═════ Text excerpt ═════

Research
Performance Report: Consumer Unsecured, January 2026
19 February 2026
Consumer Credit Moderates as Unsecured Performance Strengthens
dv01’s January 2026 Consumer Unsecured report pairs a moderating macro credit backdrop with continued strength in loan-level performance. Federal Reserve data shows slowing consumer credit growth, while the unsecured personal loan sector continues to outperform seasonal expectations.
What the Data Shows: Slowing Credit Growth, Strengthening Performance
Credit growth continues to decelerate: Q4-2025 credit card balances grew 5.5% YoY — the second slowest pace since 2019. Adjusted for inflation and household formation, ex-mortgage credit remains ~10% below pre-COVID levels.
Younger households are still deleveraging: Age 18–29 households have now seen seven consecutive quarters of nominal debt decline. The 30–39 cohort is showing similar trends, reinforcing a structural shift in younger borrower behavior.
Consumer Unsecured impairments improved beyond seasonality: 30+ Impairments fell 12 bps MoM — materially better than seasonal norms — despite January typically being one of the strongest credit months of the year.
Net credit trends remain historically strong: Impairment Net Charge-Off declined to 0.53%, extending one of the longest YoY improvement streaks in sector history and now running below January 2019 levels.

═════ Data shown ═════

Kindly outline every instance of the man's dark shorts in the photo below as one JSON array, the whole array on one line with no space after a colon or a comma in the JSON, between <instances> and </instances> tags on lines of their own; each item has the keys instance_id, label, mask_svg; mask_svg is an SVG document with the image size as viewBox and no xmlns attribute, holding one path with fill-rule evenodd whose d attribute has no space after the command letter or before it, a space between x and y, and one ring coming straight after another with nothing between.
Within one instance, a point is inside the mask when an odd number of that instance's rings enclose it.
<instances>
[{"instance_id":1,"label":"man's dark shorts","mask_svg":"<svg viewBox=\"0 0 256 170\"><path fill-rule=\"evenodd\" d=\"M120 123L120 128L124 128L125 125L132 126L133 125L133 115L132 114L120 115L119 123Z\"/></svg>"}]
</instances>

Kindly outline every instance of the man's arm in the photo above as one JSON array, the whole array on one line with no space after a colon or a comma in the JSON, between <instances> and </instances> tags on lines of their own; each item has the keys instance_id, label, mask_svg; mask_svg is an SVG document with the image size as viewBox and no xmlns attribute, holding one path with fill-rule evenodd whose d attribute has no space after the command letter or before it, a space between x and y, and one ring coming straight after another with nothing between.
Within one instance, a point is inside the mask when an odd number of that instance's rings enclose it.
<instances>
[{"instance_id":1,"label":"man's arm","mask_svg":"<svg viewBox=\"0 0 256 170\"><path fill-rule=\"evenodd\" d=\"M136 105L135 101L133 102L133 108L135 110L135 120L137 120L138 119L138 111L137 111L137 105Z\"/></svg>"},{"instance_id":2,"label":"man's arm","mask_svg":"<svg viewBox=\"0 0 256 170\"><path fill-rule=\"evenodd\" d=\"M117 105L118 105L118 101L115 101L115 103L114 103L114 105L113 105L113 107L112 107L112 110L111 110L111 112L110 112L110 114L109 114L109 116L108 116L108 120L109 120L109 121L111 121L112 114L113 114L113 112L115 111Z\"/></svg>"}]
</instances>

═════

**Directions:**
A. In the consumer unsecured report, by what percentage did credit card balances grow year over year in Q4-2025?
B. Reproduce everything in the consumer unsecured report from "What the Data" down to "younger borrower behavior.".

**Exercise answers:**
A. 5.5%

B.
What the Data Shows: Slowing Credit Growth, Strengthening Performance
Credit growth continues to decelerate: Q4-2025 credit card balances grew 5.5% YoY — the second slowest pace since 2019. Adjusted for inflation and household formation, ex-mortgage credit remains ~10% below pre-COVID levels.
Younger households are still deleveraging: Age 18–29 households have now seen seven consecutive quarters of nominal debt decline. The 30–39 cohort is showing similar trends, reinforcing a structural shift in younger borrower behavior.